Monday, May 18, 2026

The Lost Anton Schwartz House - 127 West 108th Street

 

Assuredly a centered staircase originally rose to the shared porch.  photo by Charles Von Urban from the collection of the New York Public Library

In 1857, Swiss-German immigrants Emanuel Bernheimer and August Schmidt organized the Lion Brewery.  Its sprawling complex on Tenth Avenue stretched from 107th to 109th Street.  Following the Civil War, 
Lion Park, a "pleasure garden"--the Victorian equivalent of today's recreation park--was added to the property to the north.

Around 1870 two abutting Second Empire-style mansions were erected on the Lion Brewery property.  Located on West 108th Street between Ninth and Tenth Avenues, the frame structures were nearly mirror images.  (The avenues would be renamed Columbus and Amsterdam, respectively, in 1890, around the time the houses would be given the official street addresses of 127 and 129 West 108th Street.)  The residences shared a porch and, almost certainly, a centered staircase.  The eastern house, No. 127, sat slightly forward.  Its asymmetrical configuration of the second floor openings included a squared headed window and a Palladian-inspired grouping.  Lacy cast-iron cresting decorated the slate-shingled mansard.

The residences were built for Lion Brewery executives.  Around 1890, 127 West 108th Street became home to Anton Schwartz, a partner in the brewery.  He and his wife, Emma, had one son, Adolph.

On the morning of June 19, 1894, Anton took a drive in Central Park.  Presumably, Emma was with him in the family's "dogcart"--a open carriage popular for leisurely rides.  

A dogcart could have two or four wheels, and was pulled by one or two horses.  Across England in a Dog-Cart, 1891 (copyright expired)

The pleasant morning drive became a horrific incident.  Also driving in the park that morning were J. W. Platt, his wife and their baby.  At around 92nd Street, the Platts' horse bolted.  It upset the carriage and threw its occupants to the roadway.  The commotion upset the horse pulling the wagon of John H. Coleman and his wife, "causing it to run away," as reported by The New York World.  Like the Platts, they were thrown out of the vehicle.

The article said, "For an eighth of a mile the race was a mad one, the runaway galloping furiously."  At around 94th Street, the panicked horse "crashed into a dog-cart driven by Anton Schwartz, of No. 127 West One-Hundred and Eighth street," said the article.  Happily for Schwartz, he was uninjured and "a broken shaft and lamp was the only damage" to his vehicle.

Schwartz was best known for his thoroughbreds and his racing.  He routinely competed at the Harlem River Speedway, which ran from West 155th Street to Dyckman Avenue.  (The venue was established in 1893 and its scenic grounds were designed by Frederick Law Olmstead, of Central Park fame.)

On May 29, 1899, for instance, The Sun reported, "Anton Schwartz's stately black trotter Wyoming scored quite a victory by defeating the fast black pacer Dick Vail."  Schwartz and his trotters would be regulars at the Speedway for years.

PROVIDED DATA:
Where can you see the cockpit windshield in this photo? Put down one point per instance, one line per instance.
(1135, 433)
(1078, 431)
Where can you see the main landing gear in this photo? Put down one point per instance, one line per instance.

STATED EXERCISE: Reproduce the Anton Schwartz house article word for word, from "Assuredly a centered" to "to the north.". Work from the Anton Schwartz house article alone, not from the data.

THE RESULT:
Assuredly a centered staircase originally rose to the shared porch.  photo by Charles Von Urban from the collection of the New York Public Library

In 1857, Swiss-German immigrants Emanuel Bernheimer and August Schmidt organized the Lion Brewery.  Its sprawling complex on Tenth Avenue stretched from 107th to 109th Street.  Following the Civil War, 
Lion Park, a "pleasure garden"--the Victorian equivalent of today's recreation park--was added to the property to the north.